• **Instruction**
Transcribe every line of the material below verbatim, without altering any character.

Entries for pointing and labeling
================================

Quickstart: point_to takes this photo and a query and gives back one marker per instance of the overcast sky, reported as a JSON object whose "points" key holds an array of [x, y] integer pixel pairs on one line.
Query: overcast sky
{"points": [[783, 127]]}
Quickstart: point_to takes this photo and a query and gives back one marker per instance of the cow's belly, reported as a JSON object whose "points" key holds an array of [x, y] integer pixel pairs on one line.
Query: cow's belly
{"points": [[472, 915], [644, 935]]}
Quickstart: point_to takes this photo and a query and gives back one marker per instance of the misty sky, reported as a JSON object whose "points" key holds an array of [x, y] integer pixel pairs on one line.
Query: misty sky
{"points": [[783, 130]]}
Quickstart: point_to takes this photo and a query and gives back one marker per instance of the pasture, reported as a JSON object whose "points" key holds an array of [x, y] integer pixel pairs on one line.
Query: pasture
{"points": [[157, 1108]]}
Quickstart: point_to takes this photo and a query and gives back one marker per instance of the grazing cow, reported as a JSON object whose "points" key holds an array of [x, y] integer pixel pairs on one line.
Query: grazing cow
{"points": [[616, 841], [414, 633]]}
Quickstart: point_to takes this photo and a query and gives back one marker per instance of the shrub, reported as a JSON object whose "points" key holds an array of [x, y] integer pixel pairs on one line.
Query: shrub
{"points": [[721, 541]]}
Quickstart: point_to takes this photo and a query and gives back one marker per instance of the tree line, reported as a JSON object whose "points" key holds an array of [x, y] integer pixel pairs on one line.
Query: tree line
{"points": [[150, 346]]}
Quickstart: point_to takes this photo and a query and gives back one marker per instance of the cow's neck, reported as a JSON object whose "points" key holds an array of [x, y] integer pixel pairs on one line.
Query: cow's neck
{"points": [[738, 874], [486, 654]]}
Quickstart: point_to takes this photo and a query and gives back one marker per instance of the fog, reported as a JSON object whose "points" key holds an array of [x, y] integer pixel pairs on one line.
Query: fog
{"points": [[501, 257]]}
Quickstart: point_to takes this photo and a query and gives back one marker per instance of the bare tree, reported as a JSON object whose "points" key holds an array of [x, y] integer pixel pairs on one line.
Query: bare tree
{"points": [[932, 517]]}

================================

• **Written reply**
Quickstart: point_to takes this photo and a query and gives back one marker per instance of the overcast sky, reported as a JSON object whose "points" key holds an array of [x, y] integer pixel pairs on one line.
Query: overcast sky
{"points": [[783, 127]]}
Quickstart: point_to takes this photo and a query and gives back one marker per instance of the cow's belly, reported as a JSON object whose "points" key holds an array of [x, y] integer pixel pairs on one line.
Query: cow's belly
{"points": [[472, 915], [644, 935]]}
Quickstart: point_to takes this photo and a query and gives back one marker per instance of the misty sky, reported as a JSON object whose "points" key holds an array of [x, y] integer pixel pairs on one line.
Query: misty sky
{"points": [[783, 130]]}
Quickstart: point_to takes this photo and a query and gives back one marker per instance of the pasture, reported as a JSON object whose "points" key holds an array of [x, y] integer pixel pairs on one line.
Query: pasture
{"points": [[157, 1108]]}
Quickstart: point_to takes this photo and a query and gives back one marker per instance of the grazing cow, reported as a JSON object whose "points" key holds an array of [x, y] integer pixel pairs on one line.
Query: grazing cow
{"points": [[616, 841], [414, 633]]}
Quickstart: point_to takes this photo and a query and gives back one marker per instance of the shrub, reported as a JSON object whose "points" key holds an array of [x, y] integer pixel pairs on one line.
Query: shrub
{"points": [[721, 541]]}
Quickstart: point_to takes this photo and a query and gives back one marker per instance of the tree line, reported as a JSON object whose "points" key holds an array of [x, y] integer pixel pairs on one line.
Query: tree line
{"points": [[150, 346]]}
Quickstart: point_to takes this photo and a query and gives back one marker per instance of the cow's neck, reported as a JSON object whose "points" key holds an array of [x, y] integer pixel pairs on one line.
Query: cow's neck
{"points": [[738, 874], [486, 654]]}
Quickstart: point_to takes this photo and a query and gives back one marker per instance of the fog, reported as a JSON object whose "points" key holds an array of [x, y] integer pixel pairs on one line.
Query: fog
{"points": [[501, 257]]}
Quickstart: point_to takes this photo and a query and gives back one marker per instance of the bare tree, reported as a JSON object whose "points" key holds an array of [x, y] integer pixel pairs on one line.
Query: bare tree
{"points": [[932, 517]]}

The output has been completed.